Problem to solve:
Instruction for the entries that follow: retype exactly the lines from the line with "x=103, y=31" to the line with "# point at: saddle", both included, and omit all others.

Dataset records:

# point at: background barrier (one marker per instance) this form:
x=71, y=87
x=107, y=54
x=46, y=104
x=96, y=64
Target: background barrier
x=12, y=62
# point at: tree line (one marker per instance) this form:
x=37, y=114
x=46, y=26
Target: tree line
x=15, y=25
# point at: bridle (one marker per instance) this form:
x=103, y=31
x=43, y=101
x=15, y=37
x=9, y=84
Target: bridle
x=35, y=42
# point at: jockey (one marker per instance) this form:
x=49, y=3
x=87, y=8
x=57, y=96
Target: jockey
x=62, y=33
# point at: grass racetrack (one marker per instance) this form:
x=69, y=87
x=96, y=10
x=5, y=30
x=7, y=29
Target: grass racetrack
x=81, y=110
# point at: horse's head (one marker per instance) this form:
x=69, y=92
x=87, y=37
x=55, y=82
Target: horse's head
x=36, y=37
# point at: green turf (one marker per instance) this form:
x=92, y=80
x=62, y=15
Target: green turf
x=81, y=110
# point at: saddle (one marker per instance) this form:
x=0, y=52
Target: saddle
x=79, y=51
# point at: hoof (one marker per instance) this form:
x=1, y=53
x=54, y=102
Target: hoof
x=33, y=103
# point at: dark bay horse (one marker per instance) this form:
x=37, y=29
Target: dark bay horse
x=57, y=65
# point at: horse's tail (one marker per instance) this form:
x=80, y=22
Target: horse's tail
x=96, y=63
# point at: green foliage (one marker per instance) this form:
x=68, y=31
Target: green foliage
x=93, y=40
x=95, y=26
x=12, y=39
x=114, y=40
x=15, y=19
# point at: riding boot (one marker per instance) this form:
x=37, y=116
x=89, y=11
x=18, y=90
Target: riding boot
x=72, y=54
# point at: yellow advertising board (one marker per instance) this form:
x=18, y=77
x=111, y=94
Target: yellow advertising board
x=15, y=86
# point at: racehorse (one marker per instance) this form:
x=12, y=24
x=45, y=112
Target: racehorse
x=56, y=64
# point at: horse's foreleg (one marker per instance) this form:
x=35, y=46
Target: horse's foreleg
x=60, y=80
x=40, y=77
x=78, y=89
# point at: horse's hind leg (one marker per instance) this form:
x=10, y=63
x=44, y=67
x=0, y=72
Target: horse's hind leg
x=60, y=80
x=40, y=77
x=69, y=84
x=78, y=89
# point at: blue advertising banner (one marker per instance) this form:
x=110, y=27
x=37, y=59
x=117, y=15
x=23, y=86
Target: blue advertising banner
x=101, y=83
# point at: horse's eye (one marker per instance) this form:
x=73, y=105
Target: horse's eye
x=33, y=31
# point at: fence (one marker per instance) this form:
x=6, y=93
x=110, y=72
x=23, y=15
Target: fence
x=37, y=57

...

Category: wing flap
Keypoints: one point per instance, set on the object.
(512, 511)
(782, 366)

Worked solution:
x=103, y=31
x=43, y=101
x=15, y=37
x=9, y=84
Target: bridle
x=35, y=42
# point at: jockey (one marker per instance) this form:
x=49, y=3
x=87, y=8
x=57, y=96
Target: jockey
x=62, y=33
# point at: grass racetrack (one marker per instance) this form:
x=69, y=87
x=96, y=10
x=5, y=30
x=7, y=29
Target: grass racetrack
x=81, y=110
# point at: horse's head (one marker per instance) this form:
x=69, y=92
x=87, y=37
x=55, y=82
Target: horse's head
x=36, y=37
# point at: green turf (one marker per instance) this form:
x=92, y=80
x=62, y=15
Target: green turf
x=81, y=110
# point at: saddle (one marker per instance) this form:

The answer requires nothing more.